* **EXERCISE BRIEF**
Reproduce the entire listing exactly as written, apart from its pictures.

* **LISTED RECORDS**
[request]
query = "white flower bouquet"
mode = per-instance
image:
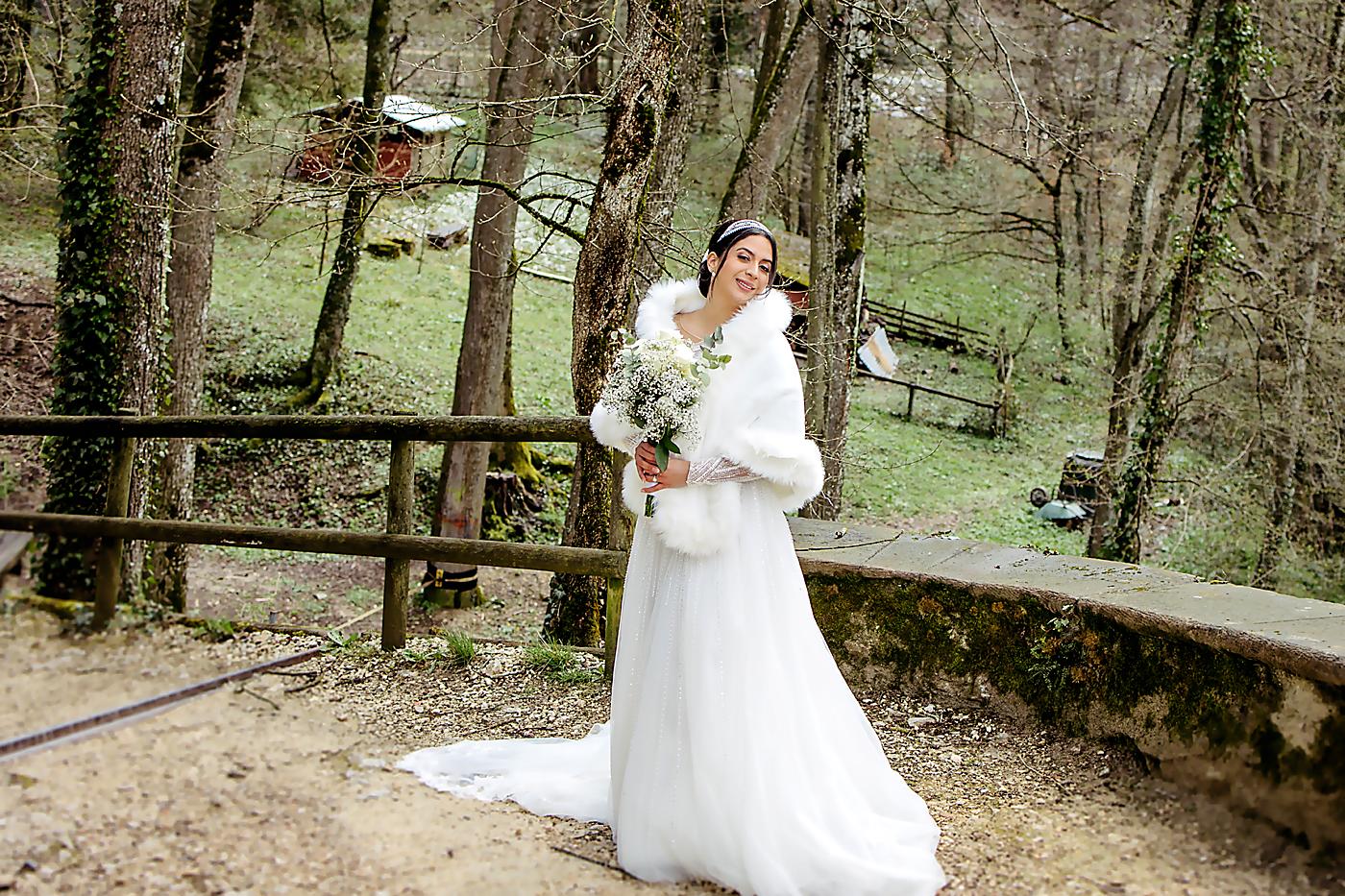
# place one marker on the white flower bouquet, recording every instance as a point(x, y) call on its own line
point(656, 383)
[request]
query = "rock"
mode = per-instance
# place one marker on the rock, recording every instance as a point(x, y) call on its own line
point(448, 235)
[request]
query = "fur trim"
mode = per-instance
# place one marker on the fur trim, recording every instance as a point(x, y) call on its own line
point(668, 298)
point(793, 465)
point(611, 428)
point(696, 520)
point(757, 422)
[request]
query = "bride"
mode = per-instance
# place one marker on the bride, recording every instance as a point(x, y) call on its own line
point(735, 750)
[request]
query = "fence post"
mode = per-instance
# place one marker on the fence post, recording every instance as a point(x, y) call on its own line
point(108, 576)
point(401, 496)
point(618, 539)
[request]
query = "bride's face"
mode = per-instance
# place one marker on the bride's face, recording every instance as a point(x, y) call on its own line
point(746, 269)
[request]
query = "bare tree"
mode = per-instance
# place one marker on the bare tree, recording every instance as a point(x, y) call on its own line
point(604, 291)
point(359, 201)
point(656, 234)
point(780, 84)
point(1233, 51)
point(201, 168)
point(118, 148)
point(840, 197)
point(477, 389)
point(1133, 307)
point(1298, 267)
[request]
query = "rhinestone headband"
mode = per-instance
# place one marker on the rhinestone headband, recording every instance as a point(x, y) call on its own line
point(742, 224)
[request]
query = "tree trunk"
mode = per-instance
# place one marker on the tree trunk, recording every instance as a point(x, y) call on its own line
point(748, 190)
point(359, 201)
point(803, 215)
point(490, 301)
point(15, 31)
point(604, 291)
point(776, 26)
point(1129, 328)
point(1315, 178)
point(1058, 247)
point(201, 168)
point(841, 136)
point(110, 264)
point(1221, 128)
point(661, 201)
point(951, 103)
point(585, 44)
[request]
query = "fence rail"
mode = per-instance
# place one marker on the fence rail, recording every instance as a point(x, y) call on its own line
point(363, 428)
point(396, 545)
point(928, 328)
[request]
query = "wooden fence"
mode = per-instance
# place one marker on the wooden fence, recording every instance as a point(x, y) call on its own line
point(396, 544)
point(927, 328)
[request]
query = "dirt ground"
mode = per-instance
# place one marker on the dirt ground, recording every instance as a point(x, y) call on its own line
point(285, 784)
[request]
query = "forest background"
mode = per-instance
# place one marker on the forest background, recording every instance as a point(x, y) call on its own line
point(1138, 202)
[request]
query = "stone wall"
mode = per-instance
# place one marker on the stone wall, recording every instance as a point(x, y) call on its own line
point(1235, 690)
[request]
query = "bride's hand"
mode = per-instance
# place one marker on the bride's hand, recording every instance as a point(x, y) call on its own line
point(646, 465)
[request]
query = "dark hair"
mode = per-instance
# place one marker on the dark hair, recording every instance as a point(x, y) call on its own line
point(720, 245)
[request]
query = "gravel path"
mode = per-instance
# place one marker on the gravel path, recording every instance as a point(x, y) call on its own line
point(285, 785)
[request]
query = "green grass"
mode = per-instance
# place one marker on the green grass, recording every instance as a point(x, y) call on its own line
point(452, 647)
point(560, 662)
point(937, 472)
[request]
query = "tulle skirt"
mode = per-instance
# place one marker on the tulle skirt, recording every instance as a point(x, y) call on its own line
point(735, 751)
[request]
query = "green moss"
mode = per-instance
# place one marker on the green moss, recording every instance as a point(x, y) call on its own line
point(1071, 664)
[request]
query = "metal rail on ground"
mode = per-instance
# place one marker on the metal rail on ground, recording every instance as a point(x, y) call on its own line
point(396, 545)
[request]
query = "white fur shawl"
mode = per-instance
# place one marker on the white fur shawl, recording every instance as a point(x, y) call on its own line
point(750, 413)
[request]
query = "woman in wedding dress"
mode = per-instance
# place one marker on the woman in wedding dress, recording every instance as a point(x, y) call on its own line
point(735, 750)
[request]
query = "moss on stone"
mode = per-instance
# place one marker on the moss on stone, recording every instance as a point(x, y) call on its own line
point(1072, 664)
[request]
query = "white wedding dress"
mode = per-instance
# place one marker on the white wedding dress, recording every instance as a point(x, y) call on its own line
point(735, 751)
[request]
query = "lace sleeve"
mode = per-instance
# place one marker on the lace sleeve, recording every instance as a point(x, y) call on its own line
point(717, 470)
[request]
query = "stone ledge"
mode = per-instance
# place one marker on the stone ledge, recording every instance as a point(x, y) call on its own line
point(1234, 689)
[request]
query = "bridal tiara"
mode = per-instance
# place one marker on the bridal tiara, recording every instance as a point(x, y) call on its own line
point(733, 228)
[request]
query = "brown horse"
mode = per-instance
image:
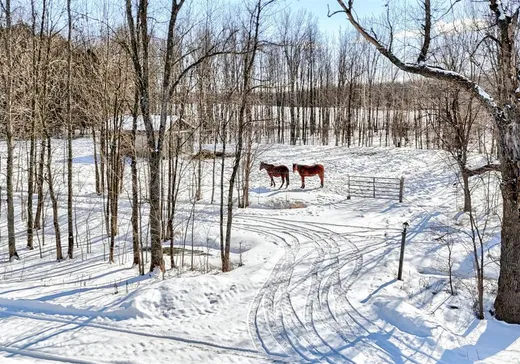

* **RESPONSE BOX**
[request]
query = "white flower bouquet"
mode = per-instance
image:
# place one marker on the white flower bouquet, recording every instance as a point(x, y) call on its own line
point(656, 383)
[request]
query = "rock"
mode = per-instance
# place one marker on the rock, recording every instance as a point(x, y) call on its own line
point(448, 235)
[request]
query = "fur trim"
mode = per-instance
# place one marker on the fur trim, recording every instance as a point(x, y) call on its own line
point(668, 298)
point(793, 465)
point(611, 428)
point(696, 520)
point(757, 422)
[request]
query = "bride"
mode = per-instance
# place one marker on the bride, recording every instance as a point(x, y) call on its own line
point(735, 750)
[request]
query = "fence post"
mode = per-instance
# place one marker on the fence post, recording every instance as a point(x, y) call on its own line
point(108, 576)
point(401, 496)
point(618, 539)
[request]
query = "bride's face"
mode = per-instance
# place one marker on the bride's face, recording every instance as a point(x, y) call on its own line
point(746, 269)
[request]
query = "bare tree"
mode = per-instance
# place one marker on the bare tree, recording every instance as a point(x, y) call on its own line
point(604, 291)
point(359, 201)
point(656, 234)
point(780, 84)
point(1233, 51)
point(201, 168)
point(118, 148)
point(840, 197)
point(477, 389)
point(1133, 307)
point(1298, 267)
[request]
query = "rhinestone headband"
mode = per-instance
# place one marker on the rhinestone headband, recording every instance as a point(x, y) call on its own line
point(742, 224)
[request]
query = "tree trunk"
mode = per-instance
# place one marker on the tree trunk, recording every instance as a point(x, y) call on its own line
point(748, 190)
point(359, 201)
point(803, 215)
point(490, 301)
point(15, 31)
point(604, 291)
point(776, 26)
point(1129, 328)
point(1315, 178)
point(1058, 247)
point(201, 168)
point(841, 136)
point(110, 264)
point(1221, 128)
point(661, 201)
point(951, 103)
point(585, 44)
[request]
query = "fence rail"
mode = per-instance
# place one marker on the fence rail, recording every instance as a point(x, y) call on its own line
point(363, 428)
point(396, 545)
point(928, 328)
[request]
query = "wooden fence"
mode = per-instance
# place one marker on the wooden fence, recording every instance as a point(x, y) call on its own line
point(396, 544)
point(927, 328)
[request]
query = "dirt ground"
mode = per-instance
# place one marker on the dirt ground, recording every instance as a point(x, y) call on its own line
point(285, 784)
[request]
query = "forest background"
mode = per-instance
# place one marker on the forest background, recording every instance as a point(x, y) call on its own line
point(1138, 202)
[request]
query = "stone wall"
mode = per-instance
# place one marker on the stone wall, recording every instance as a point(x, y) call on its own line
point(1235, 690)
[request]
query = "bride's hand"
mode = per-instance
# place one marker on the bride's hand, recording every instance as a point(x, y) call on its own line
point(646, 465)
[request]
query = "dark hair"
mode = per-instance
# place one marker on the dark hair, recording every instance as a point(x, y) call on its own line
point(720, 245)
[request]
query = "gravel path"
mode = per-instance
# place one marker on the gravel path, recording every instance as a point(x, y) call on its own line
point(285, 785)
[request]
query = "green grass"
mode = per-instance
# place one marker on the green grass, recording every instance as a point(x, y) call on its own line
point(452, 647)
point(560, 662)
point(937, 472)
[request]
query = "tulle skirt"
mode = per-instance
# place one marker on the tulle skirt, recording every instance as a point(x, y) call on its own line
point(735, 751)
[request]
query = "green moss"
mode = per-instance
# place one marker on the green moss, recording every instance as a point(x, y) call on its own line
point(1071, 664)
[request]
query = "metal rail on ground"
mode = per-instance
# place one marker on the metal rail on ground, recording every instance as a point(x, y) call on its own line
point(396, 545)
[request]
query = "white fur shawl"
mode = per-instance
# place one marker on the white fur shawl, recording every instance as a point(x, y) call on its own line
point(750, 413)
[request]
query = "woman in wedding dress"
mode = per-instance
# place one marker on the woman in wedding dress, recording every instance as a point(x, y) call on its own line
point(735, 750)
[request]
query = "moss on stone"
mode = per-instance
# place one marker on the moss on stone, recording every instance as a point(x, y) call on its own line
point(1072, 664)
[request]
query = "white wedding dress"
mode = per-instance
# place one marker on the white wedding dress, recording every instance as a point(x, y) call on its own line
point(735, 751)
[request]
query = "lace sleeve"
mode = per-instance
# place one marker on the lace sleeve, recording every instance as a point(x, y) call on its own line
point(717, 470)
[request]
query = "stone ledge"
mode = per-instance
# place one marker on the stone ledge, recording every instance as a point(x, y) call on its own line
point(1234, 689)
[request]
query = "bridal tiara"
mode = per-instance
# place one marker on the bridal tiara, recording every instance as a point(x, y) call on its own line
point(733, 228)
[request]
query = "brown horse"
mode = per-instance
image:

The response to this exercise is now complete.